== Sumber

Wednesday, February 20, 2019

Pendatang Baru Daftar-Buku-Favorit: Rainbirds

Pagi itu saya agak uring-uringan.

Seharusnya saya menumpang pesawat menuju Surabaya yang berangkat pukul 09.35, tetapi sekitar pukul 09.00 terdengar pemberitahuan melalui pelantang di ruang tunggu:
Sedang ada perbaikan landasan pacu di Bandara Juanda, Surabaya, yang menyebabkan operasional bandara ditutup selama empat jam.

Artinya, saya paling cepat bisa sampai di Surabaya pukul 13.00 dan saya jadi punya waktu sekitar tiga jam sembari menunggu penerbangan.

Sialnya, saya alpa membawa bahan bacaan.

Saya memutuskan untuk mampir ke Periplus yang ada di ruang tunggu. Beberapa buku sempat menarik perhatian saya.

The Courage To Be Disliked. Saya sempat menikmati drama televisinya yang tayang di Jepang, berjudul sama: Kirawareru Yuuki. Tangan saya hanya membolak-balik buku itu, lalu saya letakkan kembali ke rak karena saya ingin membaca versi bahasa asalnya saja.

The Subtle Art Of Not Giving A F*ck. Buku yang sering mondar-mandir dalam penglihatan saya—karena ia bestseller dan warna sampulnya luar biasa mencolok—ini pun akhirnya saya letakkan kembali di tempatnya karena sejatinya saya adalah orang yang mahacuek sejak lahir. HAHAHA.

Rainbirds. Nama penulisnya tidak asing bagi saya. Ada label 30% tertempel di luarnya. Dua hal itulah yang melatarbelakangi keputusan saya untuk membeli buku ini (meskipun pada akhirnya saya harus membayar penuh karena periode potongan harga itu sudah berakhir sehari sebelumnya).

Bagi saya, Rainbirds adalah novel yang mudah dibaca, sederhana, dan menghanyutkan. Alurnya tenang sekali, tidak grasa-grusu, dan memberikan penggambaran dengan porsi yang pas untuk setiap adegan yang muncul. Dialognya juga proporsional dan sesuai dengan sikon saat kejadian, bukan tipe dialog-pendek-absurd-sok-puitis-dan-filosofis.

Di atas semuanya, yang memenangkan hati saya adalah: detailnya.

====

* _Soal Latihan_
1. Menurut tulisan tentang Rainbirds, berapa lama operasional Bandara Juanda ditutup karena perbaikan landasan pacu?
2. Sebutkan semua judul buku yang menarik perhatian penulis di Periplus menurut tulisan tentang Rainbirds.
3. Lanjutkan tulisan tentang novel Rainbirds dari kalimat terakhirnya.

== Data yang Ditampilkan

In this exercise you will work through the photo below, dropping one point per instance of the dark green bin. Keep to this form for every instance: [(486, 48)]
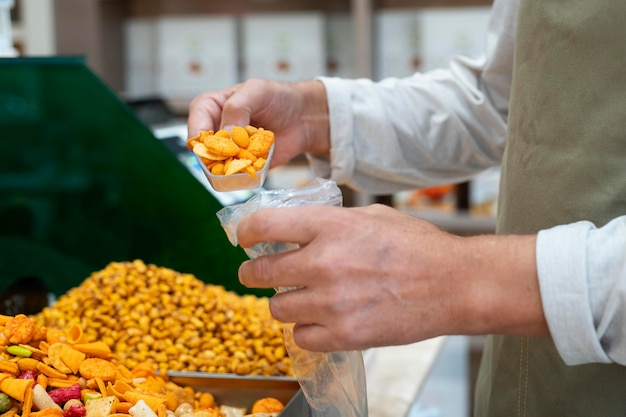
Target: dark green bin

====

* _Jawaban_
1. Selama empat jam.

2. The Courage To Be Disliked, The Subtle Art Of Not Giving A F*ck, dan Rainbirds.

3.
Clarissa Goenawan mengambil latar belakang Jepang untuk novel ini, dan ia menggunakan nama-nama orang Jepang, latar tempat di beberapa kota di Jepang, iklim Jepang, dan istilah-istilah Jepang (seperti zori dan osechi). Ya, ini juga yang dilakukan banyak penulis ketika menulis cerita berlatar Jepang, tapi banyak yang hanya berhenti pada hal-hal itu.

Namun, tidak demikian dengan Clarissa. Ia tidak alpa mengisahkan detail-detail yang justru menghidupkan nuansa Jepang dalam ceritanya.

Saat Ren pamit dari Yotsuba, kepala sekolah mengatakan, “thank you for your hardwork” yang merupakan terjemahan dari otsukaresamadeshita.
Saat memasuki kedai makan, pemilik warung menyambut dengan “Welcome!” yang merupakan terjemahan dari irasshaimase.
Saat akan memasuki rumah Kato, Ren diceritakan melepas alas kakinya.
Saat tertinggal bus terakhir, Ren berjalan kaki selama dua jam.
Saat memilih apartemen baru selepas pindah dari kediaman Kato, pertimbangan Ren (dan masukan Honda) adalah jarak dari stasiun atau halte bus dan swalayan terdekat.
Perubahan penyebutan nama tokoh antara nama diri dan nama keluarga, misalnya Ren dan Ishida.
Beberapa poin di atas adalah titik penting yang semakin menguatkan Rainbirds secara keseluruhan. Semuanya Jepang banget! Saking detailnya penceritaan, saya sampai merasa bahwa novel ini ditulis oleh penulis Jepang dan diterjemahkan ke bahasa Inggris oleh penerjemah yang sangat baik. Bahkan saya sampai bisa membayangkan dialog-dialog itu dalam bahasa Jepang, saking nyatanya dan saking “ya memang beginilah reaksi atau diksi orang Jepang dalam kondisi ini”.
Setelah Aroma Karsa, saya belum pernah lagi membaca satu buku sampai akhir. Sampai akhirnya Rainbirds datang ke genggaman saya melalui insiden penutupan bandara. Saya kemudian berikrar memasukkan Rainbirds dalam daftar bacaan terfavorit saya. Di sana sudah ada Things Fall Apart, Of Mice And Men, Cannery Row, dan Vegetarian.
Mbak Clarissa, aku bocahmu!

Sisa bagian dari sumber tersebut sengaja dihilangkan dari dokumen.